WHAT NEEDS TO BE DONE
Extract the complete data exactly as given.

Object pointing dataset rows
(begin)
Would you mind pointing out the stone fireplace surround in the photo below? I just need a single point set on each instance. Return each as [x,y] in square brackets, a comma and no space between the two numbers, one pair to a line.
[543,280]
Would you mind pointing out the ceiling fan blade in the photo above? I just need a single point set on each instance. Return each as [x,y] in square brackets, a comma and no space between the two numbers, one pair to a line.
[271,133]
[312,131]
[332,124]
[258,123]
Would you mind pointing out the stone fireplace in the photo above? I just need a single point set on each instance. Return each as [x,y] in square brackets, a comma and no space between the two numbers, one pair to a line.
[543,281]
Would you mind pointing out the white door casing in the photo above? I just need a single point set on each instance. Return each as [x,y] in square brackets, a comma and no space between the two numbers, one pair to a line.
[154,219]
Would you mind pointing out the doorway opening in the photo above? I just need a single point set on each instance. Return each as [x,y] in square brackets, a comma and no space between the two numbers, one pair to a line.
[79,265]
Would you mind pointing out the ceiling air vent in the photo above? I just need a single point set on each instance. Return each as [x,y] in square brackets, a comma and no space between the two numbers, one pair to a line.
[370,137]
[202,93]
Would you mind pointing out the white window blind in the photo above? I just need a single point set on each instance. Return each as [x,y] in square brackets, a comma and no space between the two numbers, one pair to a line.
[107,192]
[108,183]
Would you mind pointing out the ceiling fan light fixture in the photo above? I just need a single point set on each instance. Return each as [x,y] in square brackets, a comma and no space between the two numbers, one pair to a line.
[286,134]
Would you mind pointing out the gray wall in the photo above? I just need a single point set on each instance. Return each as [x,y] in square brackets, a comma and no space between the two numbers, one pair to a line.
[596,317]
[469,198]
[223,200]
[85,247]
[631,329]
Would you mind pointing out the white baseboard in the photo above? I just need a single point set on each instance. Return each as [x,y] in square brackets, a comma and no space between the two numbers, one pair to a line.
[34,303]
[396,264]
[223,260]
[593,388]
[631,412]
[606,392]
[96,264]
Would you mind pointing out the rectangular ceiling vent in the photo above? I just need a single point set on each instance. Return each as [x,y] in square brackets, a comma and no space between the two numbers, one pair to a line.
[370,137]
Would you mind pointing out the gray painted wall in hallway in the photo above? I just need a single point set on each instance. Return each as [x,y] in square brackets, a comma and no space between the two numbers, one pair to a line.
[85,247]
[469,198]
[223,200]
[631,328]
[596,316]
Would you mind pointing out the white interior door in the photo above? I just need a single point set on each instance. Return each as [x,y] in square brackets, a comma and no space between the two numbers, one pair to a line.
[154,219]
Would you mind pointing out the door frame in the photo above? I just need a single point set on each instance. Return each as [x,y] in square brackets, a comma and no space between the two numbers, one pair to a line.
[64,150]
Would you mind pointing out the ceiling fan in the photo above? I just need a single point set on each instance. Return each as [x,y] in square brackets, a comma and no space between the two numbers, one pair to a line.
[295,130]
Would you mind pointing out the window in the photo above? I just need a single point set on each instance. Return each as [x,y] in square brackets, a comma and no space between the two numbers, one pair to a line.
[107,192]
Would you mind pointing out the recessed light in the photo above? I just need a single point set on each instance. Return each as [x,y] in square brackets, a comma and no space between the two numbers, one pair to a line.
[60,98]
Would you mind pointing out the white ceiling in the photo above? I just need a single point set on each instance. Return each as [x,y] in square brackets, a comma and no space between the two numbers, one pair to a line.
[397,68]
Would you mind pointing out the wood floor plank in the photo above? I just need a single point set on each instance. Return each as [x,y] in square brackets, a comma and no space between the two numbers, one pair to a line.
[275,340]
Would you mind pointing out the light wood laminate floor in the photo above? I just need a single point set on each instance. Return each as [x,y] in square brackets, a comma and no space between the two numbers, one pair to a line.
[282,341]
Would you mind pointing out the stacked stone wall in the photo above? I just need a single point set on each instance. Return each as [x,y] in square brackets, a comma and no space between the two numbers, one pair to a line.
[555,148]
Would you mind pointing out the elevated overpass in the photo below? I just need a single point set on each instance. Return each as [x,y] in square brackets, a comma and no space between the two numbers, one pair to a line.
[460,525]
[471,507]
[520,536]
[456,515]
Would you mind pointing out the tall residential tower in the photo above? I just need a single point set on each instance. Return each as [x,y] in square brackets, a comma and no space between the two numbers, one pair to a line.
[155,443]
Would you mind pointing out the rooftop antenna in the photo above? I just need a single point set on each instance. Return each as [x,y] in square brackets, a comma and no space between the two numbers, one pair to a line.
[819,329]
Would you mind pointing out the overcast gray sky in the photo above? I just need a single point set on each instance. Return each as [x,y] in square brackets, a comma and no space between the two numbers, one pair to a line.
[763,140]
(end)
RESPONSE FOR THIS EXERCISE
Would you mind pointing out the stone fireplace surround in the photo below? I just need a single point set on each instance. Return each as [x,y] in square brackets, a comma and no space between the two numbers, one pair to a line.
[543,280]
Would you mind pointing out the ceiling fan blade in the photo above? I just need a single point set on each instance. Return each as [x,y] in square brackets, a comma and no space between the two numbers, one pair to a line.
[271,133]
[312,131]
[332,124]
[258,123]
Would you mind pointing out the stone fireplace in the photo above? I just need a single point set on each instance. Return each as [x,y] in square brackets, a comma and no space between the two numbers, one pair to a line.
[543,281]
Would you mind pointing out the white door casing in the photo above? I just need a single point set on each instance. Return each as [x,y] in square brackets, a comma and no space between the two numbers, one pair to a line.
[154,219]
Would you mind pointing out the doorway opening in the photo above? I just need a single point set on each instance. Return each as [x,y] in square brackets, a comma and no space between the two numbers, one pair to a line.
[79,265]
Would you mind pointing out the ceiling air vent in the photo above? I just need a single point set on each instance. Return each as [x,y] in square brackets, a comma and no space between the two numbers, one pair to a line.
[370,137]
[202,93]
Would you mind pointing out the white window blind in the photo above? I just need a single point set on each instance. Return each as [x,y] in square brackets, a comma and no space between the two numbers, one pair to a line.
[107,192]
[108,183]
Would you mind pointing out the ceiling fan light fixture in the photo above? I just need a single point set on each instance. Return each as [x,y] in square brackets, a comma and no space between the two numbers, one pair to a line.
[286,134]
Would you mind pointing out the gray wall in the photo above? I just need a single point set on each instance. Return each as [x,y] in square brackets, a comma and no space between the two numbers, one pair to a line.
[596,317]
[469,198]
[223,200]
[85,247]
[631,329]
Would you mind pointing out the white baseboard in the photo above? I just need a single point set on each instance. Return each as [x,y] in square brackets, a comma and no space between the two numbers, one pair to a line.
[34,303]
[396,264]
[223,260]
[593,388]
[631,412]
[606,392]
[96,264]
Would you mind pointing out the rectangular ceiling vent in the photo above? I just need a single point set on each instance. Return each as [x,y] in square brackets, a comma and no space between the two numbers, one pair to a line.
[370,137]
Would you mind pointing out the gray painted wall in hallway in the photo above? I just need a single point set on each instance. Return each as [x,y] in square brackets, a comma and no space between the two numbers, one pair to a line.
[85,247]
[469,198]
[223,200]
[631,328]
[596,316]
Would you mind pointing out the white interior door in the photo above? I just need a single point set on each instance. Return each as [x,y] in square brackets, a comma and no space between the two numbers, one pair to a line.
[154,219]
Would you mind pointing out the door frame in the photo above? I just need a single point set on each instance. Return each as [x,y] in square brackets, a comma and no space between the two numbers, one pair to a line.
[64,150]
Would you mind pointing out the ceiling fan in the photo above? I just need a single point set on each instance. Return each as [x,y] in square brackets, a comma and no space between the two numbers, one pair to a line.
[295,130]
Would you mind pointing out the window in the photo above? I just need a single point set on each instance. Return each as [x,y] in square brackets, a comma and no space between the two numbers, one pair to a line.
[107,192]
Would you mind pointing out the recessed light in the photo above? I just need a single point set on each instance. Return each as [x,y] in square brackets, a comma and no space between the two numbers, one pair to a line.
[60,98]
Would you mind pointing out the white ceiling in the photo above? I just need a single point set on each instance. Return each as [x,y] in square brackets, a comma and no space between the two numbers, one pair to a line.
[397,68]
Would you mind pointing out the wood floor plank in the photo above? I just need a single point set on each instance. Return each as [x,y] in square brackets, a comma and no space between the two numbers, one pair to a line.
[275,340]
Would you mind pointing out the light wood laminate floor in the photo above? I just need a single point set on each instance. Return each as [x,y] in square brackets, a comma and no space between the two numbers, one pair to a line.
[282,341]
Would you mind pointing out the stacked stone wall in the photo above? I just need a single point set on each instance. Return each as [x,y] in square brackets, a comma and no space between the two numbers, one pair to a line.
[555,148]
Would you mind pointing out the elevated overpass in the photo below? I just need a single point set on each instance. Return each as [x,y] in square brackets, a comma and no space between the two numbers, one pair to a line.
[460,525]
[471,507]
[520,536]
[456,515]
Would you mind pointing out the tall residential tower in the photo above? I just need a single point set on each instance. Return each as [x,y] in square brackets, a comma and no space between the two numbers, one pair to a line.
[155,443]
Would you mind pointing out the rooftop antenna in the photo above? I just need a single point set on each instance. Return each as [x,y] in square brackets, a comma and no space between the two numbers, one pair to a line.
[819,329]
Would you mind pointing out the overcast gray sky in the photo above? I just need a single point set on each instance. Return each as [x,y] in square brackets, a comma and no space between the two numbers, one pair to a line.
[763,140]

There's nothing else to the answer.